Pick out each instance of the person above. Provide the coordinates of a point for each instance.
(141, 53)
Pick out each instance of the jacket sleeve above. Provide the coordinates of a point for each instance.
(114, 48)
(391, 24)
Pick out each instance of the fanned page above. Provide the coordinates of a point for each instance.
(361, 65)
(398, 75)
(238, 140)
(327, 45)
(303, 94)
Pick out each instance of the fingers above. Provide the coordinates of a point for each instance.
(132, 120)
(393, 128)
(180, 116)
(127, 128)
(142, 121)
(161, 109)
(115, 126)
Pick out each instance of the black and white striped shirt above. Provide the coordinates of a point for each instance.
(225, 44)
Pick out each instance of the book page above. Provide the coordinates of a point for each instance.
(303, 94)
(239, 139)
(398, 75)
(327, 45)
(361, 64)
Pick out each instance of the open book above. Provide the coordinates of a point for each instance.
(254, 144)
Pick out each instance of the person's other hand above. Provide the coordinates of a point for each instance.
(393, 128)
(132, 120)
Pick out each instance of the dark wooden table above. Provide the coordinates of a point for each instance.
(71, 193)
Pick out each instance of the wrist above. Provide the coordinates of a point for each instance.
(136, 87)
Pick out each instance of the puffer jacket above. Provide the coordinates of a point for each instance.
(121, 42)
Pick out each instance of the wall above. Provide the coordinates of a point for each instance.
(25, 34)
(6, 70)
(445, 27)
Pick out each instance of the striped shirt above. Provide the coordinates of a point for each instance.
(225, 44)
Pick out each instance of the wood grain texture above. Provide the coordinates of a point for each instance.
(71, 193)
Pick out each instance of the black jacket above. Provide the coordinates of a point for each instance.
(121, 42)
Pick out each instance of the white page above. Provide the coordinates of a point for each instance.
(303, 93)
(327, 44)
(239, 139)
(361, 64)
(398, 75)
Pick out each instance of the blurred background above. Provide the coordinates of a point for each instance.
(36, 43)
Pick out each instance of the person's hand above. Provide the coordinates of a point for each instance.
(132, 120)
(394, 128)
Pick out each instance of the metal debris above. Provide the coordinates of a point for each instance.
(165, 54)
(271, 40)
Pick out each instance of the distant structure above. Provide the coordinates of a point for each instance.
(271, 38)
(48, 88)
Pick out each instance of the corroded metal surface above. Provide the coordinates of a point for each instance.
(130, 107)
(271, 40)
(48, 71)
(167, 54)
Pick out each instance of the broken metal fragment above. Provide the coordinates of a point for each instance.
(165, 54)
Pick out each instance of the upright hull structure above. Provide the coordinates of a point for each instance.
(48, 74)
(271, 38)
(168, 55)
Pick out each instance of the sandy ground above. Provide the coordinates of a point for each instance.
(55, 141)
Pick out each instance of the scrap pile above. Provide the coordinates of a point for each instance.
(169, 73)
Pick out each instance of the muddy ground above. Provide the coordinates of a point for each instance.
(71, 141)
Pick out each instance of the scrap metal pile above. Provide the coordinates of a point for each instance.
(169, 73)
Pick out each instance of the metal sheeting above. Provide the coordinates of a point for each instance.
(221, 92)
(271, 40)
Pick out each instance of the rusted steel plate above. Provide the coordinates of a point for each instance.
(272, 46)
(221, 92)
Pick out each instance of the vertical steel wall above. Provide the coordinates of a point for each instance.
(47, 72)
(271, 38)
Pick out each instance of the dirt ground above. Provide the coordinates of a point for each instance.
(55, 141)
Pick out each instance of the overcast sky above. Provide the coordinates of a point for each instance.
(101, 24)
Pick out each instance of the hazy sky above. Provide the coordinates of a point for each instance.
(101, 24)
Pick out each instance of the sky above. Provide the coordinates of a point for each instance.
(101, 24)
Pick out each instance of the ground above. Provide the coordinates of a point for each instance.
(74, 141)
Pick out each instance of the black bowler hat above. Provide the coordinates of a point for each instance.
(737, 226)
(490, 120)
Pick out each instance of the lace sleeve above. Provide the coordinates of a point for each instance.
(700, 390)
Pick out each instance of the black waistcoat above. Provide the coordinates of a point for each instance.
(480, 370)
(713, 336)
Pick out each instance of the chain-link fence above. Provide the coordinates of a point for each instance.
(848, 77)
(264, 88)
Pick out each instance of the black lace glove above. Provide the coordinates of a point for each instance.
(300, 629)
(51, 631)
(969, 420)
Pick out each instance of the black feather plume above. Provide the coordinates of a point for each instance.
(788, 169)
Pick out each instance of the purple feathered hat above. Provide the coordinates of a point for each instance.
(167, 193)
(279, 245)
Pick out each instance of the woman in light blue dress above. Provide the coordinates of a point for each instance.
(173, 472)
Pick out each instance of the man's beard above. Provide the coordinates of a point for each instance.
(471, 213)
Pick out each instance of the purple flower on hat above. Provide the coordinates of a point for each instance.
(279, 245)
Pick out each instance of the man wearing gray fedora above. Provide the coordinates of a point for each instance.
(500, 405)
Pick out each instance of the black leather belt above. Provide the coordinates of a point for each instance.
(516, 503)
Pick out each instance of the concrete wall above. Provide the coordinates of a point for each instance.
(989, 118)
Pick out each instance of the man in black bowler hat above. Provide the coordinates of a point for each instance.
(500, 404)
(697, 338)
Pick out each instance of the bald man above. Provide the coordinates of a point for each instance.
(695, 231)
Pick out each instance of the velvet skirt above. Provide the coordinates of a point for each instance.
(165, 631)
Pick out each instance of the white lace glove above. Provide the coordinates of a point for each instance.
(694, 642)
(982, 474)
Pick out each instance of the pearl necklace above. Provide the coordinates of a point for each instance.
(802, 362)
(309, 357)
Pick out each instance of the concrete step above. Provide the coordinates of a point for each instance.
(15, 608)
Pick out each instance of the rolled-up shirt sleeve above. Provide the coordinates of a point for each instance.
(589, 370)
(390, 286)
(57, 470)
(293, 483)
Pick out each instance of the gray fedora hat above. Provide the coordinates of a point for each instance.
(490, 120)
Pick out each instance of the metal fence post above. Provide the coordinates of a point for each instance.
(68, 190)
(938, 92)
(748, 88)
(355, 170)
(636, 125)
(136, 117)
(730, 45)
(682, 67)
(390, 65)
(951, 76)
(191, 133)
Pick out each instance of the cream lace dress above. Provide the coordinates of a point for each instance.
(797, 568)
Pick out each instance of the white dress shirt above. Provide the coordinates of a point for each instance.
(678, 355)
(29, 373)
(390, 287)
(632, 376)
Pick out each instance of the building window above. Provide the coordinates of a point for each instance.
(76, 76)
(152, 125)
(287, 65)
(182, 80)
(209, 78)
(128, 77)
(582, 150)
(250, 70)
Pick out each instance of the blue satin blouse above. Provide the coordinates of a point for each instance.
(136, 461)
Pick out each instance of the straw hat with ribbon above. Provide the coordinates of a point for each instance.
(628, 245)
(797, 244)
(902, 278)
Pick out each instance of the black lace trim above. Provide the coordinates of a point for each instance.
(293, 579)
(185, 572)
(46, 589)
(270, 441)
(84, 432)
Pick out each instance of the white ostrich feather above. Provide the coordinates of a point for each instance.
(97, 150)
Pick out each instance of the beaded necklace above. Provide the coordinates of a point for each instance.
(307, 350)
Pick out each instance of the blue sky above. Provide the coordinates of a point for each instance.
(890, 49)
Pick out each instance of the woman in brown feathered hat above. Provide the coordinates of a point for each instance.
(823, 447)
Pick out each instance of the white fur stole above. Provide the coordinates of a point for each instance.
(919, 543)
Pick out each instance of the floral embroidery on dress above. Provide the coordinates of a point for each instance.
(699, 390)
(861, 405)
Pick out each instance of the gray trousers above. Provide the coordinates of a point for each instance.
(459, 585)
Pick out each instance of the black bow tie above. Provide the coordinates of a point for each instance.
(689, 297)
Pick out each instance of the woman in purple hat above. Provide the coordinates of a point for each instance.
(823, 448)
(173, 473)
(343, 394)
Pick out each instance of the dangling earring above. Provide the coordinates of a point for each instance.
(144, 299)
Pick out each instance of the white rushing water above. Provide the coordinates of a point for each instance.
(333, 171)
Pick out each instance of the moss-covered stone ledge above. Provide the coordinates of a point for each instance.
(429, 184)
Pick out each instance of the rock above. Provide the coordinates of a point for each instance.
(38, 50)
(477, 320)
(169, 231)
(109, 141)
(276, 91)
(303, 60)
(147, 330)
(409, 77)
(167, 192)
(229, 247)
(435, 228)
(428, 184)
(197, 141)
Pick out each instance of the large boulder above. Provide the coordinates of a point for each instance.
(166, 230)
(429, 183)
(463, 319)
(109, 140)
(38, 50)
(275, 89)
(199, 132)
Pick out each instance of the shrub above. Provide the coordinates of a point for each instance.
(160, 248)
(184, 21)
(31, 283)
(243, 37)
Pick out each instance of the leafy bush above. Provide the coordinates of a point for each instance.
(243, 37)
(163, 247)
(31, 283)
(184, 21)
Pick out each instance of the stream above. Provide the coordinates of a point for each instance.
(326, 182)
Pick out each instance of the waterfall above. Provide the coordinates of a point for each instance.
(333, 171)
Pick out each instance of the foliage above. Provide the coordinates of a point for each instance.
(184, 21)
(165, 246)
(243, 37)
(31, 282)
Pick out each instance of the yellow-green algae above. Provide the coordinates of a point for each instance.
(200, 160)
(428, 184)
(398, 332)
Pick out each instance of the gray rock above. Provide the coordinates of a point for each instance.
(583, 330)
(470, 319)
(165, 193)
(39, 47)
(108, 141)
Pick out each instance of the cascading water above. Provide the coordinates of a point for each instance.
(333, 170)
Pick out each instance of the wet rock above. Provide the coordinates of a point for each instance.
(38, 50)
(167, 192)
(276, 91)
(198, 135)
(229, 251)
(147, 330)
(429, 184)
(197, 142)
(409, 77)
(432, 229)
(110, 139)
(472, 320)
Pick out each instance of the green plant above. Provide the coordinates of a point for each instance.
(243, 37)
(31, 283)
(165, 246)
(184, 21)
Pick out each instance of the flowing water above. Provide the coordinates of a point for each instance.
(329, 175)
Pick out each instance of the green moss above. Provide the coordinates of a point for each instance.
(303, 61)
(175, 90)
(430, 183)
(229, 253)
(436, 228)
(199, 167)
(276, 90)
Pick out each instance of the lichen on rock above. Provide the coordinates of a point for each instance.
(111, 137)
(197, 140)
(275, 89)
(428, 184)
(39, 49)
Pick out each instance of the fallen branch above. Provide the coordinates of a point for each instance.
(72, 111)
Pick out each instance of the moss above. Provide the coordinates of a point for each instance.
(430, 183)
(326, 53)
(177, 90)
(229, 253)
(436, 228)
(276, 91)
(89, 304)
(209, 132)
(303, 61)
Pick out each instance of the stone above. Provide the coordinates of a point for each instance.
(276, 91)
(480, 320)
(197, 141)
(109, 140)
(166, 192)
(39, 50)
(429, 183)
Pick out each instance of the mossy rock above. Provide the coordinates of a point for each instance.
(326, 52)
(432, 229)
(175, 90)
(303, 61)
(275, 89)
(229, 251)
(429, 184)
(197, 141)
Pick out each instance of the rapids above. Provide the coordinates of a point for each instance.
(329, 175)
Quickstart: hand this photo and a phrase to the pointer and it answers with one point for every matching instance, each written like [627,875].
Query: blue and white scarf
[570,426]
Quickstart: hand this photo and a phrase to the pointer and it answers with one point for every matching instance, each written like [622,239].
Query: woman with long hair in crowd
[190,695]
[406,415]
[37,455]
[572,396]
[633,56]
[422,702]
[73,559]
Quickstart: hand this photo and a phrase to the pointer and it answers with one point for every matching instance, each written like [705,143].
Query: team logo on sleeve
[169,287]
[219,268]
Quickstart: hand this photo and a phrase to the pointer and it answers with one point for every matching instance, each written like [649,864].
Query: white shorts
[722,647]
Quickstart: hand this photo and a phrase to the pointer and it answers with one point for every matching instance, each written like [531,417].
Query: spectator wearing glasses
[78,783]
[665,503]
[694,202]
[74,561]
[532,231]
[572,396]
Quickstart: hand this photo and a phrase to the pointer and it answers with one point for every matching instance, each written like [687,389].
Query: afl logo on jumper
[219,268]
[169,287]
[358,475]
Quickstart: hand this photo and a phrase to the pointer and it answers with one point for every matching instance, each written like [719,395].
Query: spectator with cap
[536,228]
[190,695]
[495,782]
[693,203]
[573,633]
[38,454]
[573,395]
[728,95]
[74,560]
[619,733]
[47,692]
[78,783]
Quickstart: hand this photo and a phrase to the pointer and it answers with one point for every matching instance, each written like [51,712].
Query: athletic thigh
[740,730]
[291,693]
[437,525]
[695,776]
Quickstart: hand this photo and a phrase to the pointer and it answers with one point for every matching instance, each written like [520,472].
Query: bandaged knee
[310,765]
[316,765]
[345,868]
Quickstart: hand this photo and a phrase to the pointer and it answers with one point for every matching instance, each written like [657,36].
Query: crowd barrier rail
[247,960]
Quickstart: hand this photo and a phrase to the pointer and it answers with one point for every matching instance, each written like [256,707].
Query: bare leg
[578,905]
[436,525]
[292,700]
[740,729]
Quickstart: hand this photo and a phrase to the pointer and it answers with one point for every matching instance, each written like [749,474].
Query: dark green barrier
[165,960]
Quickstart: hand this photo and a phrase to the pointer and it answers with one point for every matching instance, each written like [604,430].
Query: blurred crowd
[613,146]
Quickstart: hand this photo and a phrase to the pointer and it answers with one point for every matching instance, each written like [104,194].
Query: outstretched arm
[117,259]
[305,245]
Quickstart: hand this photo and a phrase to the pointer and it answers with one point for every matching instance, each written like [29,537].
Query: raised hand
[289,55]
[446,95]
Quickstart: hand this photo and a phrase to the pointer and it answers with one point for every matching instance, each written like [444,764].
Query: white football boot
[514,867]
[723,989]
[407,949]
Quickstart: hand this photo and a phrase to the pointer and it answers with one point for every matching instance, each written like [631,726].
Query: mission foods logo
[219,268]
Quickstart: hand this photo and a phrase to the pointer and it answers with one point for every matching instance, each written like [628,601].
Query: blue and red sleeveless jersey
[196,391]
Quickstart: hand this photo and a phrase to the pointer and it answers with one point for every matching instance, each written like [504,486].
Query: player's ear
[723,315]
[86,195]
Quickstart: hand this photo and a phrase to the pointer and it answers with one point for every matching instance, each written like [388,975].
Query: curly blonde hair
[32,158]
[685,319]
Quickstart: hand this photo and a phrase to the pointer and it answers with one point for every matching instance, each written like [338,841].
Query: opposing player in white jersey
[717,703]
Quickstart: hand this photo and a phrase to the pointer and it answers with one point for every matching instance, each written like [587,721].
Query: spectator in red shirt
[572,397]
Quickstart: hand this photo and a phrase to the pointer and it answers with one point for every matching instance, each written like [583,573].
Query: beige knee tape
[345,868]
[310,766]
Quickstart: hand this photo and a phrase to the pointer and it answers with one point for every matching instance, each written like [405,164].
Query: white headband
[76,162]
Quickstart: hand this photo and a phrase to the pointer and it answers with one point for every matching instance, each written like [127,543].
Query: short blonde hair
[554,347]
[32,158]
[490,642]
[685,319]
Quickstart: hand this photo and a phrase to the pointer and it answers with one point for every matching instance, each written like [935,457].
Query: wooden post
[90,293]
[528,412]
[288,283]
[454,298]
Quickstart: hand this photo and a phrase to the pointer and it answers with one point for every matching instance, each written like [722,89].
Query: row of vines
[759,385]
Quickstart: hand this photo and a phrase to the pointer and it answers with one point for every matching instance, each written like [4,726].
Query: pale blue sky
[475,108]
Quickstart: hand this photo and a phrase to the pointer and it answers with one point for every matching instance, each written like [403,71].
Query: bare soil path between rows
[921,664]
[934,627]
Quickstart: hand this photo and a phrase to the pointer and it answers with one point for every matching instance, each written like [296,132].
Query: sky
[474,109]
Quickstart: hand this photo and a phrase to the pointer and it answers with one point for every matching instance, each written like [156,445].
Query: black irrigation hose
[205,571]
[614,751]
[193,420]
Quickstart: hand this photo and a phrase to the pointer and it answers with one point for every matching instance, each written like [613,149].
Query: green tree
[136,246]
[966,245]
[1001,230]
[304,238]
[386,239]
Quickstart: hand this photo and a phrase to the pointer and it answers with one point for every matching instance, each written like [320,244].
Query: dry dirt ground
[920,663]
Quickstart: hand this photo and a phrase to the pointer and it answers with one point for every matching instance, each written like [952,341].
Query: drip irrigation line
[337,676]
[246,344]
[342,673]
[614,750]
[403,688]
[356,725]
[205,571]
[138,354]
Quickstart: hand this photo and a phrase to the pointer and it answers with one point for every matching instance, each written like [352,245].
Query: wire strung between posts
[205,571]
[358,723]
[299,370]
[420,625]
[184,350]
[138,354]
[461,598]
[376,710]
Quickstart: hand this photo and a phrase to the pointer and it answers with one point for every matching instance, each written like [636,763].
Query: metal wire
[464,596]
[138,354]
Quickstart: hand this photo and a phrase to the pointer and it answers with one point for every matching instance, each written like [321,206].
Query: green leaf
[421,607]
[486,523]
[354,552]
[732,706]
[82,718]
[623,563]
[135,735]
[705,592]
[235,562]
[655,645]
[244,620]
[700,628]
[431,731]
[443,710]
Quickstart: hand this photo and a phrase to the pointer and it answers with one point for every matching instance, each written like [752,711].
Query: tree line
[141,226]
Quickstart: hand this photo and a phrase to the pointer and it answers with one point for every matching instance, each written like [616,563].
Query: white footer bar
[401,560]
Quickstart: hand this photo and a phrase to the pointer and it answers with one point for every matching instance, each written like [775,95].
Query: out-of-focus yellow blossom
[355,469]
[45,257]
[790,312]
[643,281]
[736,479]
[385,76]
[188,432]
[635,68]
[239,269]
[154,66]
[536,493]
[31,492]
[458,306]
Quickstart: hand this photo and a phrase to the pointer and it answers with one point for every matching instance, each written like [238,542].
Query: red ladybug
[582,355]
□ □ □ □ □ □ □
> TASK DESCRIPTION
Could you reproduce, exactly, every line above from the line with "Query: woman with long hair in crowd" to the line with "written like [705,143].", and no other line? Both ends count.

> RESPONSE
Query: woman with long hair in crowd
[190,695]
[406,415]
[37,455]
[572,396]
[633,56]
[422,702]
[73,559]
Quickstart: hand this photo and a phrase to the pointer and it answers with one point for every matching instance, each written like [705,143].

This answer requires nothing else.